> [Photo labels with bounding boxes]

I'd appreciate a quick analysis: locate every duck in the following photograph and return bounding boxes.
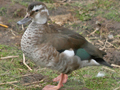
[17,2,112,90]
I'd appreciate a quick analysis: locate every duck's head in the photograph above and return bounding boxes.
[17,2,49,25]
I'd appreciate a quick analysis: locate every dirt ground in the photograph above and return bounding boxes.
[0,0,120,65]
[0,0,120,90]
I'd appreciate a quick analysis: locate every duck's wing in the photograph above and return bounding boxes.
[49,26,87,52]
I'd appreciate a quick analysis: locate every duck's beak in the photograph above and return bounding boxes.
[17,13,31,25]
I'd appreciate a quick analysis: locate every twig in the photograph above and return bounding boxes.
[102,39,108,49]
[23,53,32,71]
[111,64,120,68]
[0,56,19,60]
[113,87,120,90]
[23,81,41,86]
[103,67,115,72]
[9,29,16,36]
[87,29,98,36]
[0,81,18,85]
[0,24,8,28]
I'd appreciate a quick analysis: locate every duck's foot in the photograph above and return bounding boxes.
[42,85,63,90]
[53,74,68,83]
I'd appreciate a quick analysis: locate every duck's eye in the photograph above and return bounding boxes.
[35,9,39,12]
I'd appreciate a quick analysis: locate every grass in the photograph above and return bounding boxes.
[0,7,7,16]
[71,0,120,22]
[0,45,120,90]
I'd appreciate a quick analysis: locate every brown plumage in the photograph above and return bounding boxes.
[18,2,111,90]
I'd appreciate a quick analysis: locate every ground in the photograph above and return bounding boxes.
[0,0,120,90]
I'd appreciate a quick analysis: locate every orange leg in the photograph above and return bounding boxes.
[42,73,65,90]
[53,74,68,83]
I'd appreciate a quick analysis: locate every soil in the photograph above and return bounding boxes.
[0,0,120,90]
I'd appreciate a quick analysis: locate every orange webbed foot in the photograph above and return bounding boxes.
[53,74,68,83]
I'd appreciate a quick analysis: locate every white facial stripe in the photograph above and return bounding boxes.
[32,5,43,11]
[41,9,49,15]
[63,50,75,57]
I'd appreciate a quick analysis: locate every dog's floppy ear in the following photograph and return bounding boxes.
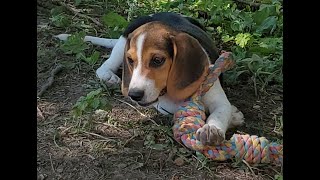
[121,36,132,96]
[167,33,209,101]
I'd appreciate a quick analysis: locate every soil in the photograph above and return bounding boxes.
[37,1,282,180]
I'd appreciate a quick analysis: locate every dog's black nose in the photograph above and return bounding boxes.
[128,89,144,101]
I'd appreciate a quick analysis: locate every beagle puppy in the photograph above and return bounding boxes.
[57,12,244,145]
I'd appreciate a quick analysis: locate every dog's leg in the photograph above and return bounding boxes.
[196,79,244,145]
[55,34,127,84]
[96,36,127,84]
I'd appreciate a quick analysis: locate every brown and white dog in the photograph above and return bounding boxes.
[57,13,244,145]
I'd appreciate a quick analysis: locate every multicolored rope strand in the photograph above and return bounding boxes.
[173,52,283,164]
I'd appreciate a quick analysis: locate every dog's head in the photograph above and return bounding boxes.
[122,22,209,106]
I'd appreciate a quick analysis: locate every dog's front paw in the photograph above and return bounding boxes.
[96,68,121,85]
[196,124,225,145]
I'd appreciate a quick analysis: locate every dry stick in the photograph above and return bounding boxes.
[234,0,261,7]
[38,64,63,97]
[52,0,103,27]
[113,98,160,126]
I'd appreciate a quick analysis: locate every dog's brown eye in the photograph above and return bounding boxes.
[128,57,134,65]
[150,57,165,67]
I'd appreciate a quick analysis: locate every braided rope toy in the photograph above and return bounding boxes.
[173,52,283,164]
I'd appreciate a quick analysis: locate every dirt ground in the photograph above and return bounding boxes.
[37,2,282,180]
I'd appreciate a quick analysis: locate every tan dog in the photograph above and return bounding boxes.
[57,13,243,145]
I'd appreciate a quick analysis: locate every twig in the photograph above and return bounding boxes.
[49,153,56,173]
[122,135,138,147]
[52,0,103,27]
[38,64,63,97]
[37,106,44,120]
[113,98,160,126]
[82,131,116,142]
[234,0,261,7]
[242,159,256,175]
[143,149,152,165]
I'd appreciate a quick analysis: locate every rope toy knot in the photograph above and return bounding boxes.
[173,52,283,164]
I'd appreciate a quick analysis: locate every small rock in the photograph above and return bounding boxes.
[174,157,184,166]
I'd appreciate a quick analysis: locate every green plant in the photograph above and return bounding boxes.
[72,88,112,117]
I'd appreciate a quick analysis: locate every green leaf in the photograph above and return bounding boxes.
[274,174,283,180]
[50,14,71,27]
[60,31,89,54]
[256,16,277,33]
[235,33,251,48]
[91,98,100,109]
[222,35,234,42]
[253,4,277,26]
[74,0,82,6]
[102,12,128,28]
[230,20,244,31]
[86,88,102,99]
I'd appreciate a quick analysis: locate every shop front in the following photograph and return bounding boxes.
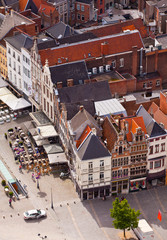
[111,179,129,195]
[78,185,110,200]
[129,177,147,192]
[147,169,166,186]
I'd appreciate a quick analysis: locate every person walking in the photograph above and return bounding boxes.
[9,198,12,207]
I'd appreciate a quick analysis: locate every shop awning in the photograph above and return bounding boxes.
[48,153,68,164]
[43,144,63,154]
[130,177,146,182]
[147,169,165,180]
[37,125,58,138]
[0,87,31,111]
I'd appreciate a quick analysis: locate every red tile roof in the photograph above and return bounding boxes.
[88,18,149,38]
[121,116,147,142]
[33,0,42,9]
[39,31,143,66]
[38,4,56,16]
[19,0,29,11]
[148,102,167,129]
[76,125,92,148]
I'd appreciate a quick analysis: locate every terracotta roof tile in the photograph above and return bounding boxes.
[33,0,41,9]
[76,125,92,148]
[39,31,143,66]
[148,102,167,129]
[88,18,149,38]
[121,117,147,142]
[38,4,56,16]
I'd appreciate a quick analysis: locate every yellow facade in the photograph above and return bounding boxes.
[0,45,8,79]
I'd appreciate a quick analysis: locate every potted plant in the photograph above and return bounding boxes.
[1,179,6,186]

==

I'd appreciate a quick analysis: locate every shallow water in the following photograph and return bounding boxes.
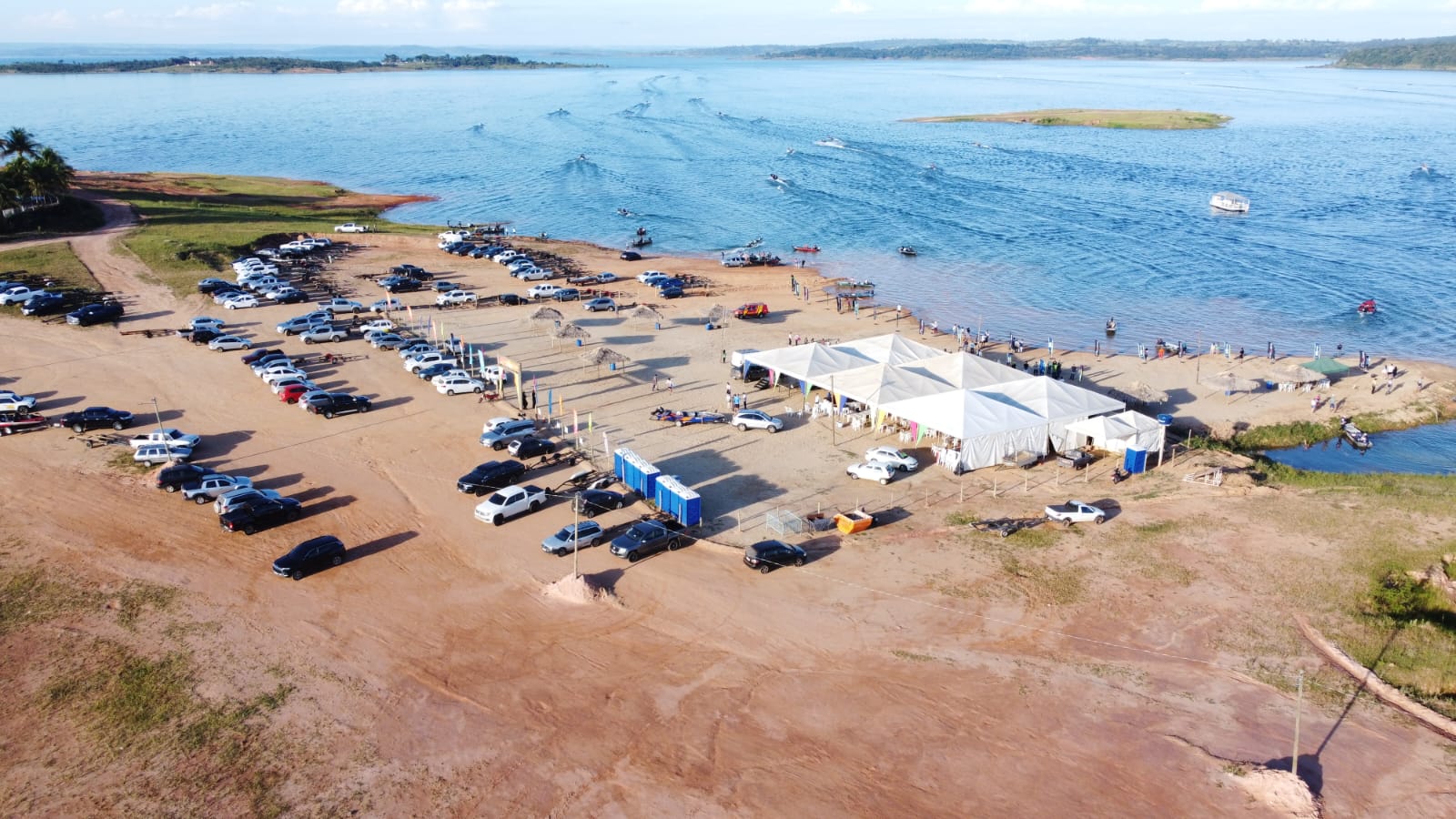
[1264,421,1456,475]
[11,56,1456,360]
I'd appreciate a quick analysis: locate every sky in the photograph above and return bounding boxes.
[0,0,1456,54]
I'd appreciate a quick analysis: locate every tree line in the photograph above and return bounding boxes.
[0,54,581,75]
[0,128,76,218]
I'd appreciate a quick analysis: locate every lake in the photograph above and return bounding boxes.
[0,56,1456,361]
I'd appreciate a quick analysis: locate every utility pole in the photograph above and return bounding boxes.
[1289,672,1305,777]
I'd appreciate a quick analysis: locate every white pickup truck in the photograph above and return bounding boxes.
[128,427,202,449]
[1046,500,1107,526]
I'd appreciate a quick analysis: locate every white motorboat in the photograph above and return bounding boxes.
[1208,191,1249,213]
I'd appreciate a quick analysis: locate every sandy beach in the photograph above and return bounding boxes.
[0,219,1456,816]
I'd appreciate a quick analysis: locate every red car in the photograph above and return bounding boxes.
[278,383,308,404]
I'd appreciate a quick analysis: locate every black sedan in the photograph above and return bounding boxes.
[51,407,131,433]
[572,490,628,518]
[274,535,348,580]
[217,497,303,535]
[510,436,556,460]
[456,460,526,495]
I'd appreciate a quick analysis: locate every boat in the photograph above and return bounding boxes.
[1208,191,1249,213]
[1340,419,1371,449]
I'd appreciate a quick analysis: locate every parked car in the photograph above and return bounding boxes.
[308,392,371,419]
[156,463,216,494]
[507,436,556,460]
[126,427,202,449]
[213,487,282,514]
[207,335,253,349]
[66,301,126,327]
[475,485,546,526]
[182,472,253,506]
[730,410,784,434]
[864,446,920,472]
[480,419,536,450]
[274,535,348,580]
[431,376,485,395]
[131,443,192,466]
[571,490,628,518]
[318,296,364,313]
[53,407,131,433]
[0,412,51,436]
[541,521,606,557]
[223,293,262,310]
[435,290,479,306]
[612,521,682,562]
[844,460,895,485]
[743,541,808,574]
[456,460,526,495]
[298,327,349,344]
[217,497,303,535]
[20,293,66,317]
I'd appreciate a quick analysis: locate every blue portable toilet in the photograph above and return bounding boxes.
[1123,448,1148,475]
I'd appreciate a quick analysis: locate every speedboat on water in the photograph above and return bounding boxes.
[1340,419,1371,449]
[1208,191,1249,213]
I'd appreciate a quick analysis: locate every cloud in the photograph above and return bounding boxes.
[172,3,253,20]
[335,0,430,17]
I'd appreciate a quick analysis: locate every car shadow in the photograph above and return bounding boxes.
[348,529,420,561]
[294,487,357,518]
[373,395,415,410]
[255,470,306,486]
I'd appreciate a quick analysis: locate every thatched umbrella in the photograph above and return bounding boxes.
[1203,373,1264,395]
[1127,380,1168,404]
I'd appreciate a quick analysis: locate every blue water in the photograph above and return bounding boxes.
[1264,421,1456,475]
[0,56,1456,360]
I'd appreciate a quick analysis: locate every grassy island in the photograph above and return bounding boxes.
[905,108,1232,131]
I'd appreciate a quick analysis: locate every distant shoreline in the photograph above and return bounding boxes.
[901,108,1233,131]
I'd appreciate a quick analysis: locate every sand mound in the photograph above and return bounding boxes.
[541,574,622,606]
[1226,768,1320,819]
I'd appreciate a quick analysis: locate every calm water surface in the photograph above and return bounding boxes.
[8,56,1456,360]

> [Exercise aim] Can you render the material as a Markdown table with the columns Row and Material line, starting with the line that contains "I'd appreciate a quick analysis: locate every dry" and going on through the line that contains "[72,88,112,117]", with blank lines left out?

> [Exercise output]
| Row | Material line |
|---|---|
| 1 | I'd appreciate a quick analysis: locate every dry stick in the photograph above and return bounding boxes. |
| 2 | [234,0,261,7] |
| 3 | [38,64,63,97] |
| 4 | [52,0,103,27] |
| 5 | [113,98,160,126] |
| 6 | I'd appreciate a quick analysis: locate every dog's brown eye in the photograph above and return bounding boxes. |
| 7 | [128,57,134,65] |
| 8 | [150,57,165,67] |
| 9 | I'd appreciate a quick analysis: locate every braided rope toy in the photograph above and return bounding boxes. |
| 10 | [173,52,283,164] |
| 11 | I'd appreciate a quick analysis: locate every dirt ground in the photograph above and return bounding boxes. |
| 12 | [37,2,282,180] |
| 13 | I'd appreciate a quick analysis: locate every tan dog in the photograph above and return bounding boxes. |
| 14 | [57,13,243,145] |
| 15 | I'd appreciate a quick analysis: locate every twig in the photograph above and return bounding boxes. |
| 16 | [49,153,56,173] |
| 17 | [122,135,138,147] |
| 18 | [52,0,103,27] |
| 19 | [38,64,63,97] |
| 20 | [37,106,44,120] |
| 21 | [113,98,160,126] |
| 22 | [82,131,116,142] |
| 23 | [234,0,261,7] |
| 24 | [242,159,256,175] |
| 25 | [143,149,152,165] |
| 26 | I'd appreciate a quick analysis: locate every rope toy knot in the photograph above and return bounding boxes. |
| 27 | [173,52,283,164] |
| 28 | I'd appreciate a quick analysis: locate every small rock in the photograph above and return bounding boxes. |
| 29 | [174,157,184,166] |
| 30 | I'd appreciate a quick analysis: locate every green plant in the photograph above and return bounding boxes. |
| 31 | [72,88,112,117] |